Natural language region descriptions:
++++++++
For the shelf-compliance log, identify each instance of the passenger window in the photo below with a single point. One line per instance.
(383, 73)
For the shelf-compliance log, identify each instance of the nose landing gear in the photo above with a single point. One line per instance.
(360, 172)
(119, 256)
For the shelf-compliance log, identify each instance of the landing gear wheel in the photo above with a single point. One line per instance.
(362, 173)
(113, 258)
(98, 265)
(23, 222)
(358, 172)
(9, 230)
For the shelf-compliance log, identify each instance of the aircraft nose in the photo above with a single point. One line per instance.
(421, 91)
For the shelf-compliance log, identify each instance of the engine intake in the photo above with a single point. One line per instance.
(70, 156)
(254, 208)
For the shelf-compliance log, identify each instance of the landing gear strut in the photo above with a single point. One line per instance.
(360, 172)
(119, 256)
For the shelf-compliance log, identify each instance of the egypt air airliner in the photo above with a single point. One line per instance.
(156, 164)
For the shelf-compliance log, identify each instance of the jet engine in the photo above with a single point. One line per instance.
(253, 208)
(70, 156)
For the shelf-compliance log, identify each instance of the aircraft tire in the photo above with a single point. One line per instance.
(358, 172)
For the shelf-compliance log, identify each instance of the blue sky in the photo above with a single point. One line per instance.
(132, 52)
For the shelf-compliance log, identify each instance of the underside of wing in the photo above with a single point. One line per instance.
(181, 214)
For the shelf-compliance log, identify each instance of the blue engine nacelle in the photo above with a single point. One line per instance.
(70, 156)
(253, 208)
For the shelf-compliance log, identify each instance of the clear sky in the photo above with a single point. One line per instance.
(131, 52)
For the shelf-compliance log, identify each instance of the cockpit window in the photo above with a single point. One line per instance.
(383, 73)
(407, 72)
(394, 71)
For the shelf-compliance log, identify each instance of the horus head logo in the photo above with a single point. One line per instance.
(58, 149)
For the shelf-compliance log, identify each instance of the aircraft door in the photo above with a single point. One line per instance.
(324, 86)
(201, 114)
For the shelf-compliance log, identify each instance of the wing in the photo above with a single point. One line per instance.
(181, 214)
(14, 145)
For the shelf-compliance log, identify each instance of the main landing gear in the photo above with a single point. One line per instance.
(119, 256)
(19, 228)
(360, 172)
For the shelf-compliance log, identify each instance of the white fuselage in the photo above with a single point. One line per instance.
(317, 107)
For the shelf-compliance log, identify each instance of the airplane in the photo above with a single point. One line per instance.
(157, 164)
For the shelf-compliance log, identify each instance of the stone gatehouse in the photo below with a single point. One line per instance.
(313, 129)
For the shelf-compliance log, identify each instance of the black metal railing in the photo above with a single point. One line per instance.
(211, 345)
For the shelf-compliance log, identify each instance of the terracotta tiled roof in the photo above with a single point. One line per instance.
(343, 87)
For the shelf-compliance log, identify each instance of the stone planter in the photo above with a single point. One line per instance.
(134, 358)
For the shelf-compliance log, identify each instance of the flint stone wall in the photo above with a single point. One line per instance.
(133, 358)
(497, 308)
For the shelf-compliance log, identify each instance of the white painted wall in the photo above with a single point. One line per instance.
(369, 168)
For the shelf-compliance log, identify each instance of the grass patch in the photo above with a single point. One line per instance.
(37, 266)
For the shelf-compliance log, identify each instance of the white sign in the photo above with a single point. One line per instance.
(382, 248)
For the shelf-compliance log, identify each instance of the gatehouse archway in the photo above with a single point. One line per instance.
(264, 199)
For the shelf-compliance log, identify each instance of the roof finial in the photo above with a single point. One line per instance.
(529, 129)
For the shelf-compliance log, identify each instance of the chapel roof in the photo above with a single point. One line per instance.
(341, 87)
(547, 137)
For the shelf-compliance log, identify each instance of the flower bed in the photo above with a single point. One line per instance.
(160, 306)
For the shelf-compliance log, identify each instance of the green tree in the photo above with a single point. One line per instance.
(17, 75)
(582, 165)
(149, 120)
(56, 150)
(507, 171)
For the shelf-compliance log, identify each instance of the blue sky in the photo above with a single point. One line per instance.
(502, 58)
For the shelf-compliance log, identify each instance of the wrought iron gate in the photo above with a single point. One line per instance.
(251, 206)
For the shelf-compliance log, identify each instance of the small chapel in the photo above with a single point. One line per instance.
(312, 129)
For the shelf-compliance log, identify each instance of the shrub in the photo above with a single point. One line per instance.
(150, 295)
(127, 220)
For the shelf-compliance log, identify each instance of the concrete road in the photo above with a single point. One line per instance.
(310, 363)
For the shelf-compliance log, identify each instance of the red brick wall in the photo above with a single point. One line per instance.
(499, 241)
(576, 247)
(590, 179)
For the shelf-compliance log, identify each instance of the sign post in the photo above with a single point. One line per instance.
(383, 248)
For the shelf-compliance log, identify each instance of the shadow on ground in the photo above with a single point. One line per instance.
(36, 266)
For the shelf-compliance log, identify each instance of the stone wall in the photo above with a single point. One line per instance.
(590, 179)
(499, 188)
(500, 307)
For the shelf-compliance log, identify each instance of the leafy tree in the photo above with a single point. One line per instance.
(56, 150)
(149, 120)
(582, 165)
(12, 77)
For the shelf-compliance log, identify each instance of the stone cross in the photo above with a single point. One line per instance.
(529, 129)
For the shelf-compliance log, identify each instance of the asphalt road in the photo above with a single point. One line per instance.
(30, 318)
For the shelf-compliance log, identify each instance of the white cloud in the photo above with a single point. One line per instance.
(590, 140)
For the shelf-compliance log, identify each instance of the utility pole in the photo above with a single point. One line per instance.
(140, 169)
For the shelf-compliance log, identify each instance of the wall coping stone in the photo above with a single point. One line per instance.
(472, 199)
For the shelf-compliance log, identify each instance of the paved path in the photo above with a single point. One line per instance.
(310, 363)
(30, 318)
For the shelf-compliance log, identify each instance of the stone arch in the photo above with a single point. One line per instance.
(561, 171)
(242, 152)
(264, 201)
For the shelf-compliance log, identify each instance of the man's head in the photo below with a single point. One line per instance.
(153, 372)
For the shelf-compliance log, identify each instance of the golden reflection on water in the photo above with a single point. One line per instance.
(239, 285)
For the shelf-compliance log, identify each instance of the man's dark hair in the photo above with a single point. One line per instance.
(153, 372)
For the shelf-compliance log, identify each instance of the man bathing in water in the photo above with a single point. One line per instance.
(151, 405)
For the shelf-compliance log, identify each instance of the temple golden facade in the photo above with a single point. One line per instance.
++++++++
__Work instruction__:
Reproduce the data shown above exactly, including every line.

__Solution__:
For the shelf-compliance log, identify each instance of the passenger window in the photo below with a single point. One line per instance.
(383, 73)
For the shelf-compliance log, identify each instance of the nose landing gear in the photo above with a single point. One line per instance.
(360, 172)
(119, 256)
For the shelf-compliance log, identify each instance of the landing gear wheel in the photo above with a single point. One line per instance.
(362, 173)
(113, 258)
(98, 265)
(23, 222)
(358, 172)
(9, 230)
For the shelf-compliance log, identify each instance of the aircraft nose in the photo above with a single point. One line per instance.
(421, 91)
For the shelf-compliance log, identify each instance of the engine intake in the photo above with a single point. One line per instance.
(70, 156)
(254, 208)
For the shelf-compliance log, identify each instance of the landing gear strut in the photo above with a single point. One line per instance.
(360, 172)
(119, 256)
For the shelf-compliance log, identify each instance of the egypt air airliner in the photo above with a single point. One line per instance.
(156, 164)
For the shelf-compliance log, identify each instance of the jet engine in the photo above with a single point. One line per instance.
(253, 208)
(70, 156)
For the shelf-compliance log, identify each instance of the aircraft tire in the photo above with a single point. One line per instance.
(358, 172)
For the shelf-compliance log, identify each instance of the blue sky in the photo above with a single point. One line per instance.
(132, 52)
For the shelf-compliance log, identify each instance of the underside of wing in the photo above with a single point. One line per instance.
(181, 214)
For the shelf-compliance log, identify each instance of the blue engine nacelle in the photo above with a single point. One line per instance.
(70, 156)
(253, 208)
For the shelf-compliance log, identify each instance of the clear sky in the photo above with a single point. One line per instance.
(131, 52)
For the shelf-compliance log, identify each instance of the cockpit window in the photo above with a single point. One line per instance.
(383, 73)
(407, 72)
(394, 71)
For the shelf-compliance log, identify each instance of the horus head logo in the photo above with a single point. One line per instance.
(58, 149)
For the shelf-compliance log, identify each instance of the aircraft door in the photo above with a single point. One line per instance.
(324, 86)
(201, 114)
For the shelf-compliance log, identify each instance of the wing in the photo above with a single point. One line per instance.
(181, 214)
(14, 145)
For the shelf-compliance log, identify each instance of the main landing gear in the photo above with a single point. One line per instance.
(119, 256)
(19, 228)
(360, 172)
For the shelf-compliance log, identify each instance of the white fuselage in the photo above with a single point. One line per instance.
(317, 107)
For the shelf-compliance log, identify each instance of the airplane in the photo above with a single point. One line per instance.
(157, 164)
For the shelf-compliance log, identify each instance of the stone gatehouse in the photo below with a single point. One line per instance.
(313, 129)
For the shelf-compliance log, identify each instance of the black metal railing in the photo above with a single point. One line per instance.
(211, 345)
For the shelf-compliance log, identify each instance of the terracotta tiled roof in the photo above with a single point. One line per instance.
(343, 87)
For the shelf-compliance log, identify each instance of the stone planter in the photo above with a single point. One line per instance.
(134, 358)
For the shelf-compliance log, identify each instance of the flint stone wall in the photo above with a single point. One line per instance.
(133, 358)
(497, 308)
For the shelf-compliance log, identify each instance of the white painted wall in the photo above with a single point. One line per instance.
(369, 168)
For the shelf-compliance log, identify each instance of the grass patch in the photo above with a single point. One line per instance.
(37, 266)
For the shelf-compliance log, identify each instance of the white sign in the photo above with a single point. One line per instance.
(382, 248)
For the shelf-compliance log, identify each instance of the gatehouse archway in the photo above with a single point. One line per instance.
(264, 199)
For the shelf-compliance log, identify each instance of the roof finial in the photo above with a single point. One line per instance.
(529, 129)
For the shelf-compliance log, identify each instance of the chapel roof in the photo above with a single point. One line per instance.
(341, 87)
(547, 137)
For the shelf-compliance log, identify each instance of the flower bed in the photo above with a single point. One line per instance.
(160, 306)
For the shelf-compliance log, identify each instance of the green tree in the photo above with a single point. One line per instance.
(17, 75)
(582, 165)
(149, 120)
(56, 150)
(507, 171)
For the shelf-compliance log, identify each instance of the blue sky in the photo above with a single point. One line per instance.
(502, 58)
For the shelf-compliance log, identify each instance of the wrought iron gate in the photo above with a single point. One line per instance.
(251, 206)
For the shelf-compliance log, identify each instance of the small chapel in the photo above with a single point. One line per instance.
(312, 129)
For the shelf-compliance log, identify each instance of the shrub in the photo above with a single point. One line per instance.
(150, 295)
(127, 220)
For the shelf-compliance log, identify each instance of the concrete road in the photo above with a single point. One line per instance.
(310, 363)
For the shelf-compliance log, identify each instance of the red brick wall in the photo above with a single point. One line per instance.
(499, 241)
(576, 247)
(590, 179)
For the shelf-compliance log, identify each instance of the sign post in the photo above with a single point. One line per instance.
(383, 248)
For the shelf-compliance log, identify each instance of the shadow on ground in the photo above with a single point. One line per instance.
(36, 266)
For the shelf-compliance log, identify each instance of the stone wall in the photo above with a single point. One line per instance.
(590, 179)
(499, 188)
(500, 307)
For the shelf-compliance log, identify each instance of the leafy tree in the photo above with a single point. One line per instance.
(56, 150)
(149, 120)
(582, 165)
(12, 77)
For the shelf-compliance log, identify each instance of the stone cross in the photo above with a single point. One line per instance.
(529, 129)
For the shelf-compliance log, identify each instance of the asphalt road in the photo above with a single point. One line per instance.
(30, 318)
For the shelf-compliance log, identify each instance of the white cloud in the photo above with a single point. One line per instance.
(590, 140)
For the shelf-compliance log, identify each instance of the utility pole in the photo above with a single point. One line per instance.
(140, 169)
For the shelf-compliance log, identify each instance of the wall coping stone in the photo above with a single point. One line per instance.
(472, 199)
For the shelf-compliance log, identify each instance of the paved path in the photo above with a single point. One line per instance.
(310, 363)
(30, 318)
For the shelf-compliance log, identify each instance of the stone arch in the photo above with a single point. One line per instance.
(561, 171)
(242, 152)
(264, 201)
For the shelf-compliance log, identify each instance of the man's head in the photo below with a single point. One line per instance.
(153, 372)
For the shelf-compliance log, identify each instance of the golden reflection on water in the photo above with a single point. One line per instance.
(239, 285)
For the shelf-compliance log, identify each instance of the man's dark hair in the photo above with a single point. One line per instance.
(153, 372)
For the shelf-compliance log, identify each instance of the man bathing in water in the photo above with a single point. One line per instance.
(151, 405)
For the shelf-compliance log, identify each instance of the temple golden facade in the photo above with a single point. One line per instance.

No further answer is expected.